PASSAGE FOR REVIEW ::
______________________________

AH receptor-interacting protein (AIP) also known as aryl hydrocarbon receptor-interacting protein, immunophilin homolog ARA9, or HBV X-associated protein 2 (XAP-2) is a protein that in humans is encoded by the AIP gene. The protein is a member of the FKBP family.

Function 

AIP may play a positive role in aryl hydrocarbon receptor-mediated signalling possibly by influencing its receptivity for ligand and/or its nuclear targeting. AIP is the cellular negative regulator of the hepatitis B virus (HBV) X protein. Further, it's been known to suppress antiviral signaling and the induction of type I interferon by targeting IRF7, a key player in the antiviral signal pathways. AIP consists of an N-terminal FKBP52 like domain and a C-terminal TPR domain.

______________________________

ENTRIES PROVIDED ::
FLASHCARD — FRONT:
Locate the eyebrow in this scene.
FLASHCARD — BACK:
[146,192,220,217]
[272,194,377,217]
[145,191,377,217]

______________________________

PROBLEM SET ::
a) Copy the AIP protein text from "AH receptor-interacting protein" to "the FKBP family.", inclusive, with no changes.
b) Extend the AIP protein text past its final sentence.

TASK RESPONSES ::
a)
AH receptor-interacting protein (AIP) also known as aryl hydrocarbon receptor-interacting protein, immunophilin homolog ARA9, or HBV X-associated protein 2 (XAP-2) is a protein that in humans is encoded by the AIP gene. The protein is a member of the FKBP family.

b)
Mutations and role in disease 

AIP mutations may be the cause of a familial form of acromegaly, familial isolated pituitary adenoma (FIPA). Somatotropinomas (i.e. GH-producing pituitary adenomas), sometimes associated with prolactinomas, are present in most AIP mutated patients.

Interactions 

AIP has been shown to interact with the aryl hydrocarbon receptor, peroxisome proliferator-activated receptor alpha and the aryl hydrocarbon receptor nuclear translocator. Further, it has shown that AIP can interact with IRF7 to exert its novel function of negatively regulating antiviral signal pathways.